▶ [Task prompt] Exactly as written, retype the lines that run from the line holding "Identify a point for each instance of the tree trunk" through the end of the records below. Do not include pictures.

Records contained in a dataset:
┌──
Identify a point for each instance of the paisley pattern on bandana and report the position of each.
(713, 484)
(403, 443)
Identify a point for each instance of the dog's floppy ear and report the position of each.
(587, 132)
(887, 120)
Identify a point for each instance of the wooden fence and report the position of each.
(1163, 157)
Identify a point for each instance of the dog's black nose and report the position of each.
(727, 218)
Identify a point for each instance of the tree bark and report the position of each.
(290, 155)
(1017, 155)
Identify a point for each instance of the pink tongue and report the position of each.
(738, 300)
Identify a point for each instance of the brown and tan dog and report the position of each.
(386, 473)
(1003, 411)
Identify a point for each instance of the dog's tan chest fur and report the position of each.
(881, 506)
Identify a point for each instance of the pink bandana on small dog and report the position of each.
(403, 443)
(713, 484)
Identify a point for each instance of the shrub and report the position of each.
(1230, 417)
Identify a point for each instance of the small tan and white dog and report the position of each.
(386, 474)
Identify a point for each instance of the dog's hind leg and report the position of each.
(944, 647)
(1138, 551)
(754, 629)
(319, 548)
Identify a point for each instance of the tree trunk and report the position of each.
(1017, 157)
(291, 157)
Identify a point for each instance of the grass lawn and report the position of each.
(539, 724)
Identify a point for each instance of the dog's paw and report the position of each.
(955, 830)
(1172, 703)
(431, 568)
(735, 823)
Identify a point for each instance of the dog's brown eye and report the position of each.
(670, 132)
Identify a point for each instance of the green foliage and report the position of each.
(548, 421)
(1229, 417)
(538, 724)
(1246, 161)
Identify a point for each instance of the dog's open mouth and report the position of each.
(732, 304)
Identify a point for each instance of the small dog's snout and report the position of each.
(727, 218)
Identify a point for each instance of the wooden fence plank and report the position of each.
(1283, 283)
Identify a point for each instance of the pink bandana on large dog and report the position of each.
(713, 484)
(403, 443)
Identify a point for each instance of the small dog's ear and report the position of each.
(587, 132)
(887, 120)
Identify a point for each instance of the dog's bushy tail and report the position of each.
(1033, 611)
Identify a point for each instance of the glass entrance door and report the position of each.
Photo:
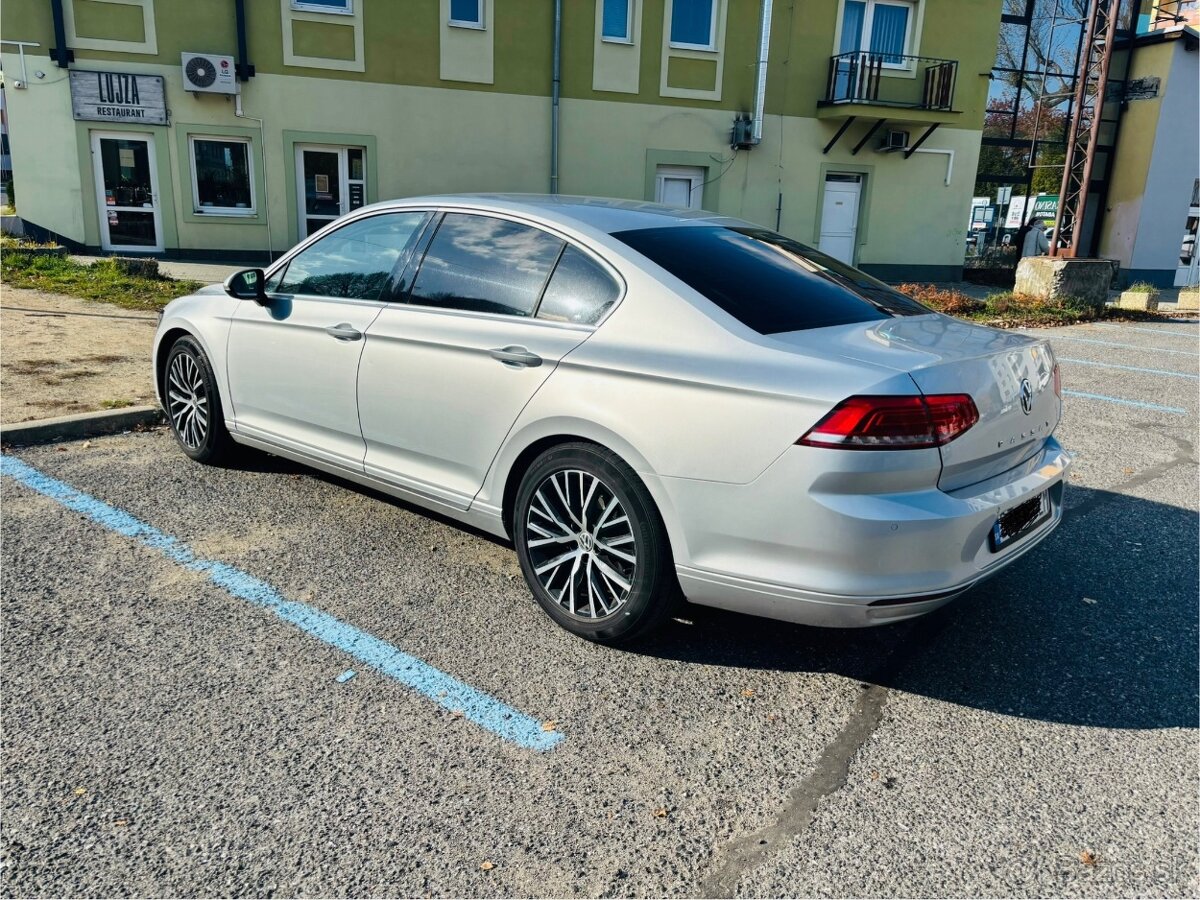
(127, 192)
(330, 183)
└──
▶ [Exercise response]
Identify a point for each instance of the tree trunk and report the position of each.
(1017, 157)
(291, 157)
Identify a point for each instance of the grass lawn and report the position of each.
(539, 724)
Identify a point for each instance of the dog's paw and report the position of each.
(955, 830)
(1172, 703)
(431, 568)
(735, 823)
Identify a point for each instance of the dog's brown eye and report the position of each.
(670, 132)
Identify a point for each instance of the green foliage and report the position of each.
(548, 421)
(1229, 417)
(538, 724)
(1246, 161)
Identify a point for each instance of the dog's open mouth and report the position of each.
(732, 304)
Identify a point for each instance of the small dog's snout and report the position of each.
(727, 218)
Identify a point for each instance of the wooden fence plank and report the position of each.
(1283, 283)
Identify a point for each instance of the pink bandana on large dog and report the position of each.
(713, 484)
(403, 443)
Identify a point for each instance of the small dog's ear and report the position of each.
(587, 132)
(887, 120)
Identify a point for each instance of the dog's bushy tail and report the position of each.
(1033, 611)
Identify a point for each instance of the glass entrance door and report the position of each.
Photo:
(127, 192)
(330, 183)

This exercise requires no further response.